--- Start ---

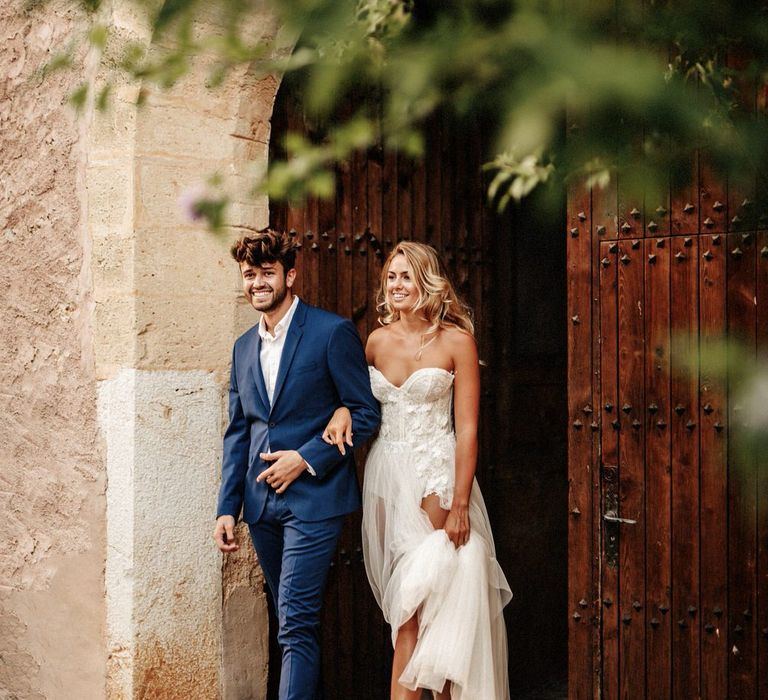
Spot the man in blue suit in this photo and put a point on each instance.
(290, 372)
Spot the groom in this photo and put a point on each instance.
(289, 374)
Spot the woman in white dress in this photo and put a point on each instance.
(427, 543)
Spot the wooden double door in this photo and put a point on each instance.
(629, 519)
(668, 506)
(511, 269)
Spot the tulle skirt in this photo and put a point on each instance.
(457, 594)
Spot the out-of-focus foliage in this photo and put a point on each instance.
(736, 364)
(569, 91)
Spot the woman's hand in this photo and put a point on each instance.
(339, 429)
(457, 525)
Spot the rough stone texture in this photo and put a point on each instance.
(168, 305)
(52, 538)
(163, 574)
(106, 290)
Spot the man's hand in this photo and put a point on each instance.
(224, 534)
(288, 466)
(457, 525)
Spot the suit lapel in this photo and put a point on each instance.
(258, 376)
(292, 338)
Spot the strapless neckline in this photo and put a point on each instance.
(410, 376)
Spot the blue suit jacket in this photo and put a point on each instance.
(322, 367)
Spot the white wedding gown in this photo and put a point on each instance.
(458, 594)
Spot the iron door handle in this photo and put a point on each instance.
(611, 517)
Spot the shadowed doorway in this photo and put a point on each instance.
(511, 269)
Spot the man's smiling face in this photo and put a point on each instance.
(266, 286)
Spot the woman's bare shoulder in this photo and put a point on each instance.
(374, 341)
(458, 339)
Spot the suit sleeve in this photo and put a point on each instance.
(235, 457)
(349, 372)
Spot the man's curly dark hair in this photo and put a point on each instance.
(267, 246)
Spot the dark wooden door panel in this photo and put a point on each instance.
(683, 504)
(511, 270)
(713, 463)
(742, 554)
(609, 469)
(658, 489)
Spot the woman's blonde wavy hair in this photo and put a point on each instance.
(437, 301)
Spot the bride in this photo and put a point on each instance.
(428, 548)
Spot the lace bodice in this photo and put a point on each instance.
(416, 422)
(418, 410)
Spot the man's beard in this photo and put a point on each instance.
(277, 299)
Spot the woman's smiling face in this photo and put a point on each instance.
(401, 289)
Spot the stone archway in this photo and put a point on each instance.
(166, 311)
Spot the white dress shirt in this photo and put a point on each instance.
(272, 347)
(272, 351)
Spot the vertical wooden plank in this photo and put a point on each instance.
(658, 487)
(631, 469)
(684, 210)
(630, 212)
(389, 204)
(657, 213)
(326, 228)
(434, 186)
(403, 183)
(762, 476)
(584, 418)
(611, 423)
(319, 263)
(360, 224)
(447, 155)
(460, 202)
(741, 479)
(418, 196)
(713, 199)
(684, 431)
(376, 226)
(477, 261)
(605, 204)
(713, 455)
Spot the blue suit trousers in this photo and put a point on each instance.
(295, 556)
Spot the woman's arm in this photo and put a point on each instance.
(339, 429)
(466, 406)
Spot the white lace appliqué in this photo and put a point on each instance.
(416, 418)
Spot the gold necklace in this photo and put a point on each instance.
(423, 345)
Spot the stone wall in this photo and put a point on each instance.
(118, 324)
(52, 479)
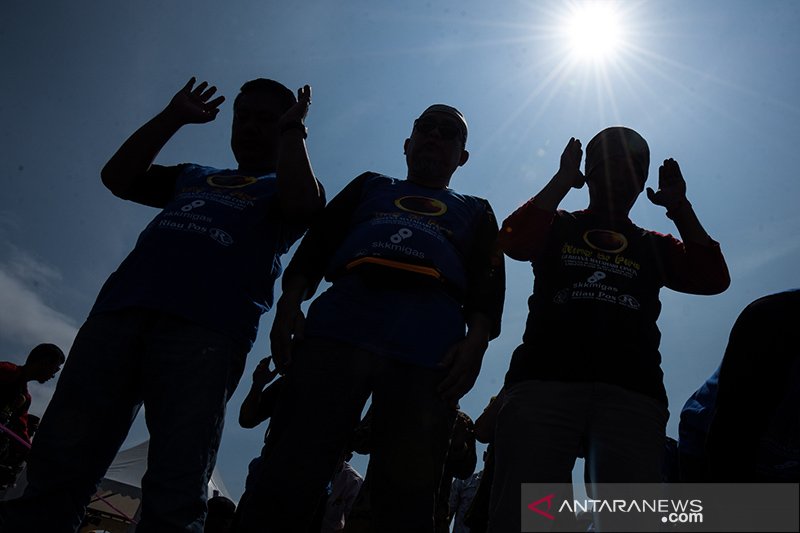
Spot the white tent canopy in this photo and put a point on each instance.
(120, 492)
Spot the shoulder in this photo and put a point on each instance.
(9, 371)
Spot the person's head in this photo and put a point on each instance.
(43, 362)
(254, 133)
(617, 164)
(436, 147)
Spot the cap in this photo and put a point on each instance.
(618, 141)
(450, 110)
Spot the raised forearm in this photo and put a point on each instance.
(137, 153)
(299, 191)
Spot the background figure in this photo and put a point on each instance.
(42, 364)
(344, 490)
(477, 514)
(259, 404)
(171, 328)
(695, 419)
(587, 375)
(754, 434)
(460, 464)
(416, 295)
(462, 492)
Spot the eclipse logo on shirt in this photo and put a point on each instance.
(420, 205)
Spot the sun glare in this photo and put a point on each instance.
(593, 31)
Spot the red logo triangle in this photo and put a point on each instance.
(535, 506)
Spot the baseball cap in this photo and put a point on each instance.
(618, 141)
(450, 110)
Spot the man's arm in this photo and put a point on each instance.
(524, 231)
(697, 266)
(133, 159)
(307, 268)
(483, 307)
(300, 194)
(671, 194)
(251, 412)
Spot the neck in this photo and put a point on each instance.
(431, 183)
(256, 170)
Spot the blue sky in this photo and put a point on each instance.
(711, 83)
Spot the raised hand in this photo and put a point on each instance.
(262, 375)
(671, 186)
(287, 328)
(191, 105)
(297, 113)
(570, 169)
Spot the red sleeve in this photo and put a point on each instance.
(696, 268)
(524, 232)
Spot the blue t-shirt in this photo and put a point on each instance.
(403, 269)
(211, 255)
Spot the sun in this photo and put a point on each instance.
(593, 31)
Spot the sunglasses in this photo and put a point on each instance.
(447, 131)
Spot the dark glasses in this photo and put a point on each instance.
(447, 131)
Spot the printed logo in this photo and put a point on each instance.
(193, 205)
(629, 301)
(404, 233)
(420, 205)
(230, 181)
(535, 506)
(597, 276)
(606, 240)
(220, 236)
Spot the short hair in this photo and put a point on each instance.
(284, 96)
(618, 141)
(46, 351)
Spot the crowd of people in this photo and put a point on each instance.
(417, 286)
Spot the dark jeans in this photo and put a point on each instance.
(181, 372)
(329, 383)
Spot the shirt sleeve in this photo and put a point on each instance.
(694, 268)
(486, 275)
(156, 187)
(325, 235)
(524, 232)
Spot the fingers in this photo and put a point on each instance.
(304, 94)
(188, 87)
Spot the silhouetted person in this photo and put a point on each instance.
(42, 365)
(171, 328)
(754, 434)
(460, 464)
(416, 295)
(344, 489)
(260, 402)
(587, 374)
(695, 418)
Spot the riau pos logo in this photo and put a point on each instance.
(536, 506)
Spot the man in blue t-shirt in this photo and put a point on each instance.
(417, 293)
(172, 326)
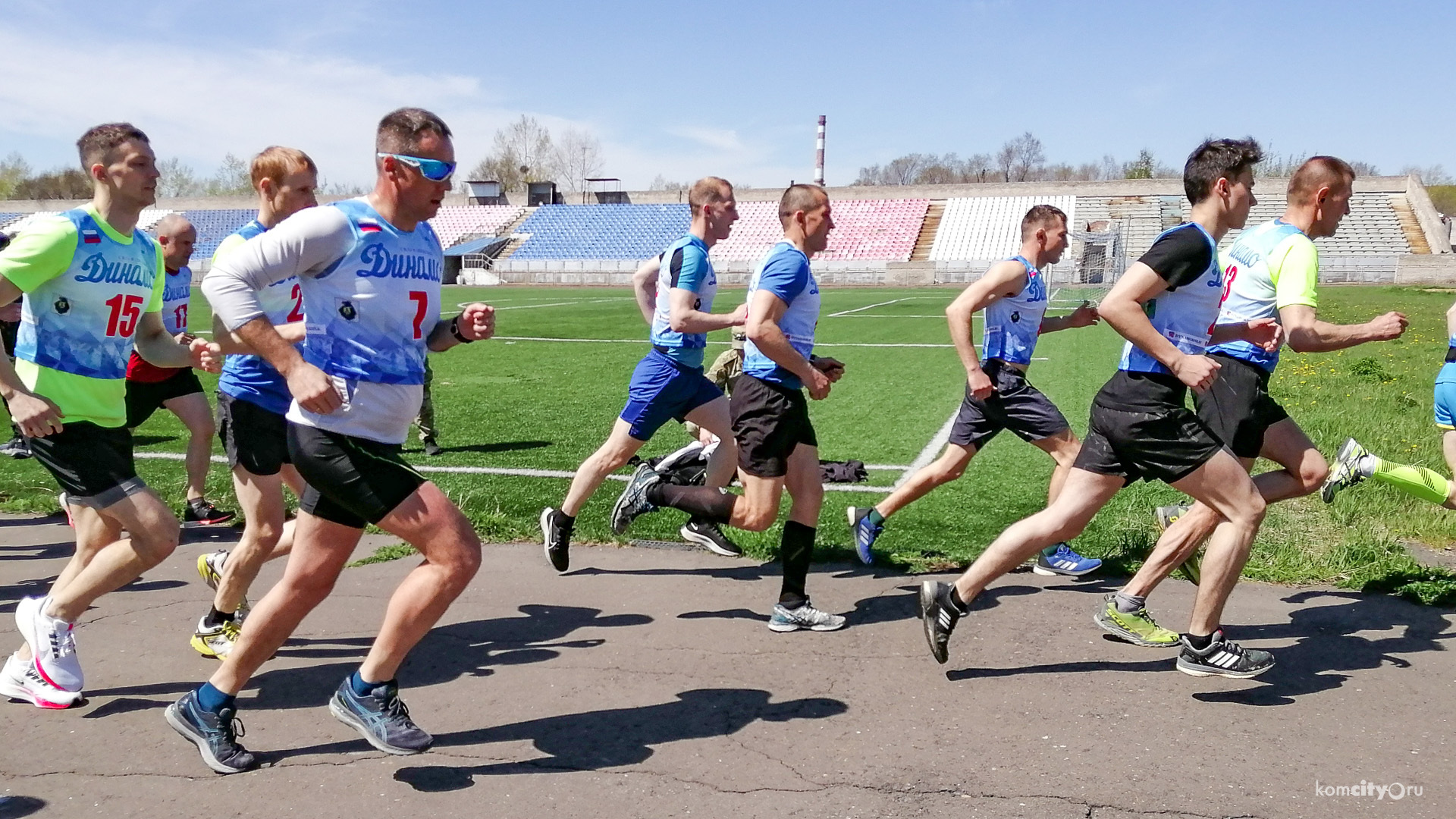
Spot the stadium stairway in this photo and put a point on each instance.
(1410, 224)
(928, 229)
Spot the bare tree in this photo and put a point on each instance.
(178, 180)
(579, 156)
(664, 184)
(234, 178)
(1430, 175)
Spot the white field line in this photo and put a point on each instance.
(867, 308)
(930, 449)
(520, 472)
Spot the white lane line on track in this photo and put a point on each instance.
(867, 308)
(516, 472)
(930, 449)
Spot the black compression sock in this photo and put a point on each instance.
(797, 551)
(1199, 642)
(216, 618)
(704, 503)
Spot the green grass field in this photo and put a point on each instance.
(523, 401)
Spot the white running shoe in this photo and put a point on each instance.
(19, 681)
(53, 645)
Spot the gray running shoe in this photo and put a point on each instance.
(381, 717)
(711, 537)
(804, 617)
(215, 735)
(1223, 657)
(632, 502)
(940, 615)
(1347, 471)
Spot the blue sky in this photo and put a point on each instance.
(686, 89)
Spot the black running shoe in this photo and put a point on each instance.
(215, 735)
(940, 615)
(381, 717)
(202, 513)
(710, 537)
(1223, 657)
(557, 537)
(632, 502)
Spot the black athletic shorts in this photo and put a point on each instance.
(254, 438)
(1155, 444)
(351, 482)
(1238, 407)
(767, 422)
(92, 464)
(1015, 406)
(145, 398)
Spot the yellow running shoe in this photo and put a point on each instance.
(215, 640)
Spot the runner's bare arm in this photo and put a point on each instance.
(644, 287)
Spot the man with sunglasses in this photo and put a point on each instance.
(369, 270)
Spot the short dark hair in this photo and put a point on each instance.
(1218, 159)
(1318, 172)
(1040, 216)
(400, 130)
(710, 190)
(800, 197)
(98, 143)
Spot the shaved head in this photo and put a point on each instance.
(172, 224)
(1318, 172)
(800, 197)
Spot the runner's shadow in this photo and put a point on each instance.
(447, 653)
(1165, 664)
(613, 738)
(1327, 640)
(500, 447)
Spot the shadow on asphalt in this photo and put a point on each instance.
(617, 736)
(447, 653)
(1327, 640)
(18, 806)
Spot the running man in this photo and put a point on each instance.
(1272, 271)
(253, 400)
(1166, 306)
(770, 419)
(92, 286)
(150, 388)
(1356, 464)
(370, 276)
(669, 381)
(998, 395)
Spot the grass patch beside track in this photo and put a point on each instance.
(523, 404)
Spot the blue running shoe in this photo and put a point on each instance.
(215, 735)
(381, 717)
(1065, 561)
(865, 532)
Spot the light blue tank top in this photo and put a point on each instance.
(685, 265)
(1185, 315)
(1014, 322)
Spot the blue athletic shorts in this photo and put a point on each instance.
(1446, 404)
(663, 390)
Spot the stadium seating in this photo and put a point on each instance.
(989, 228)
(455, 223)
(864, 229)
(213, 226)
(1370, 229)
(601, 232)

--- End ---

▶ [WRITTEN TASK]:
Quote, word for word, every line starting at the one that contains "Spot the runner's bare" and ending with the final line of the entries.

▶ [FINISHED EXERCISE]:
Spot the runner's bare arm in this photo and put a point on each instance.
(644, 287)
Spot the man with sunglasses in this photo and put a point on each instance.
(369, 270)
Spot the short dark hair in this photo and put a point on each instance.
(1218, 159)
(1318, 172)
(1040, 216)
(400, 130)
(710, 190)
(800, 197)
(98, 143)
Spot the shaved head in this photo and put a point on each instance.
(172, 224)
(1318, 172)
(800, 197)
Spot the runner's shadow in this photo and put a point on each instance.
(447, 653)
(1165, 664)
(613, 738)
(1327, 640)
(500, 447)
Spot the shadow on asphalt in this photo and put a point on each instance.
(617, 736)
(447, 653)
(1327, 640)
(18, 806)
Spot the running man in this photo and put a point on each instance.
(1272, 271)
(253, 400)
(1166, 306)
(770, 419)
(92, 286)
(150, 388)
(1356, 464)
(370, 276)
(669, 381)
(998, 395)
Spot the grass patch beside track in this photo and put a point on each instance.
(523, 404)
Spot the blue running shoe in this photo and put a point on each instance.
(215, 735)
(381, 717)
(1065, 561)
(865, 532)
Spot the light blue tank top in this photo and put a point on each instance.
(685, 265)
(1185, 315)
(1014, 322)
Spot the blue athletic shorts in this photo and put a point on each instance.
(1446, 404)
(663, 390)
Spot the stadium seating in this photo and put a point on each instance.
(989, 228)
(455, 223)
(864, 229)
(213, 226)
(1370, 229)
(601, 232)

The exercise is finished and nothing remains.